▸ **WHAT YOU ARE ASKED TO DO**
All of the lines below are to be printed again exactly; images are excluded from the output.

▸ **Object pointing dataset rows**
_ _ _ _ _

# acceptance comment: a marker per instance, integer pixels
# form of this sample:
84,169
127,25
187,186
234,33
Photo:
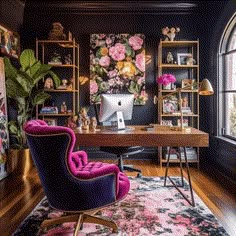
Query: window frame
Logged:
224,51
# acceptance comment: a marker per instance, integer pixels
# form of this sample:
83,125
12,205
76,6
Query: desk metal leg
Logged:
192,202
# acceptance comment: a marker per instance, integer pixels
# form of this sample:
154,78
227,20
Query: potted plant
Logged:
21,88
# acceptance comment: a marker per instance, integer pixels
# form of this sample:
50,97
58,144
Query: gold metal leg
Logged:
78,225
81,218
192,202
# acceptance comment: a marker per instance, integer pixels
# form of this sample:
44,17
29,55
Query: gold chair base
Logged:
80,218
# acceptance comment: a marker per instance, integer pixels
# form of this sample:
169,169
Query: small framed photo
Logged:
187,83
166,122
185,122
170,106
182,58
70,36
9,43
50,121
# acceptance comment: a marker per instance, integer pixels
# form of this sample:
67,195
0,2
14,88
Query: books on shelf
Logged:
190,152
49,110
185,122
186,110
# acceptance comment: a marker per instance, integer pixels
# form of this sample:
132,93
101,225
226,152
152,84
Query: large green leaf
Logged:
14,89
13,127
40,98
10,70
56,79
42,71
134,87
27,59
32,70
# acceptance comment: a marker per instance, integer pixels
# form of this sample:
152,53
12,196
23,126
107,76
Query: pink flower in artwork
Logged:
166,79
141,80
93,87
104,61
135,42
117,52
112,73
140,62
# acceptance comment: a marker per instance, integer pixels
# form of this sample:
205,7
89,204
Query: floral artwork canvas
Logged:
117,65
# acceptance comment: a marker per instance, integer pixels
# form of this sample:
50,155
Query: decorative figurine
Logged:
63,107
170,58
72,122
168,34
55,59
190,61
184,102
48,83
64,84
68,59
84,118
93,124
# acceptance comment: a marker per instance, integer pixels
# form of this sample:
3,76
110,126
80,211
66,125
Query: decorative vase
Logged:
19,162
166,87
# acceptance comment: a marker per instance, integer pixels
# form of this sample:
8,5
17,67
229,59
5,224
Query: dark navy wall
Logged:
11,14
221,155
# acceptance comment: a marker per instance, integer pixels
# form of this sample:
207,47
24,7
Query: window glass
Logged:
230,112
230,71
227,82
232,42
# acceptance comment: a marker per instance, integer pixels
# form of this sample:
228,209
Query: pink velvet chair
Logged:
71,183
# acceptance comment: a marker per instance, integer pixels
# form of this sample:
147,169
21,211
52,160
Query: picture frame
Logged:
185,122
170,106
182,58
167,122
187,83
51,121
9,43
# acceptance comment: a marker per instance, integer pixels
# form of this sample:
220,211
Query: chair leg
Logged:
120,163
102,221
80,218
78,225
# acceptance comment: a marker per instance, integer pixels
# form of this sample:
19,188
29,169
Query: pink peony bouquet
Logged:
166,79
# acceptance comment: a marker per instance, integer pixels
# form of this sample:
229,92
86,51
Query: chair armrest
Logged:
77,160
97,169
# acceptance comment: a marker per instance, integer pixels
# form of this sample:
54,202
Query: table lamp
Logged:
205,88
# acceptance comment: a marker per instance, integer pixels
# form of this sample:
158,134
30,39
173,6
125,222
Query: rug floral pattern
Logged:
117,65
149,209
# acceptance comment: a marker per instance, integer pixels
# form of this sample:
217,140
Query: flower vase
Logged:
166,87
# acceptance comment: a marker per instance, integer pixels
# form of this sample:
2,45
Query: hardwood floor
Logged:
19,195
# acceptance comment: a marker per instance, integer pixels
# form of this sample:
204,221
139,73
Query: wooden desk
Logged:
159,137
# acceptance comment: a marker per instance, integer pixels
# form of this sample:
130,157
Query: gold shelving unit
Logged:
175,47
43,50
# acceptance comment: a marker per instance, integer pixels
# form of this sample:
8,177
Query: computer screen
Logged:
115,109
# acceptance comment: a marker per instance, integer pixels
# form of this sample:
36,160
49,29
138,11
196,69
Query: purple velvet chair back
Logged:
51,149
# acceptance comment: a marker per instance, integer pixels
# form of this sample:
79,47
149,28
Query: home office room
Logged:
117,117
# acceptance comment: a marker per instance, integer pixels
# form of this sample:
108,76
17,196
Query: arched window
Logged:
227,81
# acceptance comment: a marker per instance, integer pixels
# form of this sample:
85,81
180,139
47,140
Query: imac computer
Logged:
115,109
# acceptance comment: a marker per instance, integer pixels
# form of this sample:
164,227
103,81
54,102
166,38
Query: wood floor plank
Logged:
19,196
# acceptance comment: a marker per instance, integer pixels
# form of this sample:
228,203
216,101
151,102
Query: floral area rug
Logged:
149,209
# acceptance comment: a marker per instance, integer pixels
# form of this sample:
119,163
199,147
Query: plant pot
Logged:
19,162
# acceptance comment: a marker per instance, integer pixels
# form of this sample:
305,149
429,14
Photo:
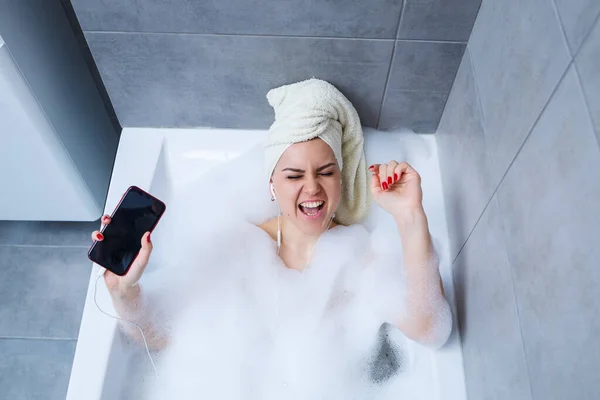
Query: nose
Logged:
312,186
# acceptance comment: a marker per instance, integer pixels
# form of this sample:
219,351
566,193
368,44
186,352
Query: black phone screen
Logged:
137,214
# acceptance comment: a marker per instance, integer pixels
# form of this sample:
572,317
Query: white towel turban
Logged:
315,108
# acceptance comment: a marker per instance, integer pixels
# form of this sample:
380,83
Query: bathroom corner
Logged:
520,164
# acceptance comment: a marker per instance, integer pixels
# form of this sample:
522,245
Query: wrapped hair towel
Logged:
316,109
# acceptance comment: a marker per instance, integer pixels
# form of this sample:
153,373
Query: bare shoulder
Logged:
270,227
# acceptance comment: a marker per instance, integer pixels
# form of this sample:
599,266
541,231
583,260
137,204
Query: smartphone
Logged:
138,212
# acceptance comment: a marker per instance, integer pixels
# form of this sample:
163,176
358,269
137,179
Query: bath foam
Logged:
243,326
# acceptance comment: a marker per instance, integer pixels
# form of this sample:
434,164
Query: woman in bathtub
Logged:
316,172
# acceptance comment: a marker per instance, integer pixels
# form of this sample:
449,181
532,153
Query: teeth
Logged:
311,204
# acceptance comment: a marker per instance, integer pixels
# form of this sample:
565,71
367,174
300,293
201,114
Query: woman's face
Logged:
307,183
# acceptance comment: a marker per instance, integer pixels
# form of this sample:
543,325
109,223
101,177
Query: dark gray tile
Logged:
373,19
419,111
35,369
577,17
519,54
493,356
42,290
425,66
222,81
47,233
588,66
45,47
464,159
551,219
438,19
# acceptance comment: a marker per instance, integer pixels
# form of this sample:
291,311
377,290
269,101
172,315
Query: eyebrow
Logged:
301,171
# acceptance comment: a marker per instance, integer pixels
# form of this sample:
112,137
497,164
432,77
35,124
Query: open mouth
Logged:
311,208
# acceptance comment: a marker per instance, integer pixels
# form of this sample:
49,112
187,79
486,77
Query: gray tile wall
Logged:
188,63
45,273
519,151
43,45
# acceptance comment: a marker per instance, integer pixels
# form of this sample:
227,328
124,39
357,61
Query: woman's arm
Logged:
427,318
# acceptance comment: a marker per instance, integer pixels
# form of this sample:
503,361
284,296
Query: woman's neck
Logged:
297,246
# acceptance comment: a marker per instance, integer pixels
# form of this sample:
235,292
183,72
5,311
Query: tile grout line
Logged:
387,77
517,152
596,21
512,286
562,28
55,339
586,103
258,35
46,246
476,86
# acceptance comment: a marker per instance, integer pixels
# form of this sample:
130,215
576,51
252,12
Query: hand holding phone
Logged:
120,283
123,246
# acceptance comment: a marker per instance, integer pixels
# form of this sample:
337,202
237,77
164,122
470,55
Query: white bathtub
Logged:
160,160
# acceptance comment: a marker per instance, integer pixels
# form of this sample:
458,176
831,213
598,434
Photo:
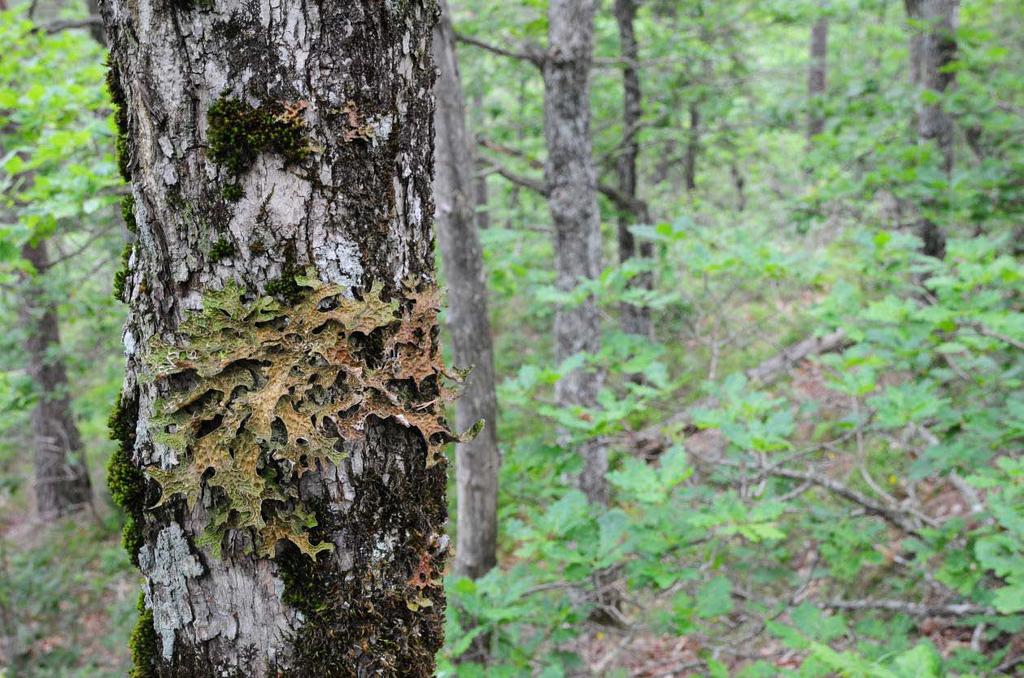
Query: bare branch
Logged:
911,608
531,54
68,24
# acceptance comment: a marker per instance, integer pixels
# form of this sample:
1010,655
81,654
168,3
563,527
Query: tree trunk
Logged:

_ _ _ _ _

▸ **THE REPLY**
# acceptance comment: a marker per instance, integer pixels
# form of this sample:
84,169
127,25
187,186
234,33
Photo:
Query: window frame
Logged:
224,51
# acceptance comment: a marker per instance, integer pixels
# form of this sample:
83,125
12,205
76,6
Query: desk metal leg
Logged:
192,202
# acceptance comment: a marker per instance, integer pixels
# form of this sample:
154,78
227,20
Query: potted plant
Logged:
21,88
# acceptance comment: a marker per instance, integer pixels
# form of this sample:
50,97
58,144
Query: gold metal leg
Logged:
78,225
81,218
192,202
# acceptance comment: a marker per instance, integer pixels
# form of this sample:
44,17
29,55
Query: gold chair base
Logged:
80,218
# acceptance comment: a marker per instance, integer pixels
# form of this sample:
169,169
Query: small framed photo
Logged:
187,83
166,122
185,122
170,106
182,58
70,36
9,43
50,121
# acceptance comment: a marker per instance, integer pixels
# form of this sample:
67,195
0,2
14,88
Query: books on shelf
Logged:
190,152
49,110
185,122
186,110
# acceptance comment: a marker per instance, integer pixels
# form of this sample:
132,93
101,225
226,152
152,84
Query: large green leaf
Logged:
14,89
13,127
40,98
10,70
56,79
42,71
134,87
27,59
32,70
# acceptance comment: a marker per instance, integer pixels
# form of this sample:
152,53
12,196
23,126
107,76
Query: pink flower in artwork
Logged:
166,79
141,80
93,87
104,61
135,42
117,52
112,73
140,62
# acceptance comment: a marker per instance, integer pixels
# form of this sample:
205,7
89,204
Query: floral artwork canvas
Logged:
117,65
# acceptance comment: a marker per instance, integer pixels
# form of this sample:
50,155
Query: decorative figurine
Logged:
63,107
170,58
72,122
168,34
55,59
190,61
184,102
48,83
64,84
68,59
84,118
93,124
# acceptance comment: a marker per instance, integer pixels
# form of this sample:
3,76
110,126
80,211
66,125
Query: decorative vase
Logged:
19,162
166,87
# acceptance comment: a marker per instance, integer pixels
# form of this sample:
8,5
17,67
229,59
5,224
Query: dark navy wall
Logged:
11,14
221,155
# acceptance comment: a marker per instance, integer pixels
# form of this sample:
207,47
24,7
Query: window glass
Logged:
230,112
230,71
227,82
232,42
# acceptance comment: a marker per instance, integer pixels
# form of this sample:
228,209
Query: pink velvet chair
Logged:
71,183
# acceptance comment: a marker per instance, integer pixels
# form of this sample:
147,169
21,211
52,160
Query: picture frame
Logged:
185,122
170,106
182,58
167,122
187,83
51,121
9,43
# acceptance comment: a marker per instance, integer pixels
# form of this sample:
220,211
Query: chair leg
Logged:
120,163
102,221
80,218
78,225
# acceptance comment: a marker per instance, integer pixels
# form of this sample:
19,188
29,169
Query: pink peony bouquet
Logged:
166,79
# acceptance comment: a marker per instance, integer pixels
# form of this sample:
229,92
86,51
Query: chair armrest
Logged:
77,160
97,169
# acceptance comment: a marker per instance, integer pixels
# form of this sample:
54,202
Query: table lamp
Logged:
205,88
# acceptance comment: a marker per instance, integer pixels
# form of this sample:
158,134
30,39
173,6
125,222
Query: rug floral pattern
Logged:
117,65
149,209
# acceptance comment: a marker per instance, integer pixels
# form of this sample:
217,140
Query: flower vase
Logged:
166,87
# acceptance comment: a marker per instance, integer pixels
# form of this sample:
2,45
Query: hardwood floor
Logged:
19,195
# acceptance comment: a marker per instance, integer pixels
# form of this sample:
204,221
139,73
Query: wooden desk
Logged:
159,137
# acceptance comment: a marker per instance, integer pixels
# form of this sample:
130,157
Query: gold shelving unit
Logged:
175,47
43,50
# acceptance comment: a marker per instance, integer pixels
# form of this sample:
8,177
Query: computer screen
Logged:
115,109
# acceptance comment: a marker per instance, integer pixels
# form of this sample:
36,160
49,29
138,11
196,69
Query: purple velvet chair back
Logged:
51,149
# acceptance comment: a marker per instance, integer pixels
# form of this sample:
79,47
149,28
Query: home office room
Logged:
117,117
# acceptance comment: a marker per instance, integer pixels
# form of this sample:
108,76
17,196
Query: arched window
Logged:
227,81
# acceptance comment: a marker per instance, integer pixels
# form of this sample:
85,81
180,139
47,140
Query: imac computer
Logged:
115,109
# acceptance comment: a marker per instance, integer pixels
# form of this sample:
164,227
103,81
54,102
166,38
Query: wood floor plank
Logged:
19,196
# acceptance comment: a marker per instance, integer pixels
# form of this sample:
228,203
216,101
151,102
Query: floral area rug
Logged:
149,209
# acceptance comment: a marker per instance, integer pixels
# form of this sample:
119,163
199,147
Query: plant pot
Logged:
19,162
# acceptance comment: a marker per instance, integer pixels
# form of this sample:
305,149
429,14
Photo:
Query: nose
Logged:
312,186
# acceptance comment: a marker per instance, integer pixels
# form of this sample:
219,351
566,193
368,44
186,352
Query: black phone screen
Logged:
137,214
# acceptance comment: a marker per instance, integer pixels
# form of this sample:
572,317
Query: white towel turban
Logged:
315,108
# acceptance comment: a marker per instance, integer pixels
# form of this sample:
380,83
Query: bathroom corner
Logged:
520,164
# acceptance comment: a marker per instance, integer pixels
# form of this sample:
522,245
Query: wrapped hair towel
Logged:
316,109
# acceptance comment: a marker per instance, integer pixels
# form of this sample:
153,373
Query: bare shoulder
Logged:
270,227
# acceptance comment: a marker per instance, integer pixels
# form of this sample:
599,266
541,231
583,260
137,204
Query: smartphone
Logged:
138,212
# acceptance comment: a marker per instance, integer pixels
# form of this sample:
163,176
358,269
137,179
Query: bath foam
Logged:
243,326
# acceptance comment: a marker per instance, integer pixels
# form of this sample:
434,164
Query: woman in bathtub
Logged:
316,172
# acceptance comment: a marker per instance, integer pixels
# form of this sample:
449,181
532,153
Query: teeth
Logged:
311,204
# acceptance comment: a marker per instance, integer pixels
# form of this sample:
565,71
367,174
300,293
201,114
Query: woman's face
Logged:
307,183
# acceptance comment: a marker per instance, integer pixels
# form of this sample:
543,325
109,223
101,177
Query: dark gray tile
Logged:
373,19
419,111
35,369
577,17
519,54
493,356
42,290
425,66
222,81
47,233
588,66
45,47
464,159
551,219
438,19
# acceptance comment: a marker per instance, integer pixels
# form of this sample:
291,311
377,290
269,101
172,315
Query: eyebrow
Logged:
301,171
# acceptance comment: a marker per instance, integer pixels
# form of this sample:
112,137
497,164
432,77
35,124
Query: open mouth
Logged:
311,208
# acceptance comment: a marker per instance, integer pixels
# form of this sample:
49,112
187,79
486,77
Query: gray tile wall
Logged:
188,63
45,273
519,151
43,45
# acceptance comment: a marker per instance, integer pixels
# form of this sample:
227,328
124,39
357,61
Query: woman's arm
Logged:
427,318
# acceptance comment: a marker per instance, integer pixels
# form of this sample:
503,361
284,296
Query: woman's neck
Logged:
297,246
# acceptance comment: a marker per instance, integer pixels
# form of this sample:
235,292
183,72
5,311
Query: tile grout line
Logged:
387,77
517,152
596,21
512,286
562,28
55,339
586,103
258,35
46,246
476,86
# acceptance comment: a marker per instance, integer pixels
# form of this sample:
130,215
576,51
252,12
Query: hand holding phone
Logged:
120,283
123,246
# acceptance comment: a marker per instance, integer pixels
# form of this sample:
337,202
237,77
164,122
470,55
Query: white bathtub
Logged:
160,160
# acceptance comment: a marker per instance, integer pixels
# form of this sample:
458,176
831,213
598,434
Photo:
Query: bare branch
Logged:
911,608
531,54
68,24
# acceptance comment: a marker per instance, integer pixels
# form of this sample:
1010,655
81,654
168,3
563,527
Query: tree trunk
Logged:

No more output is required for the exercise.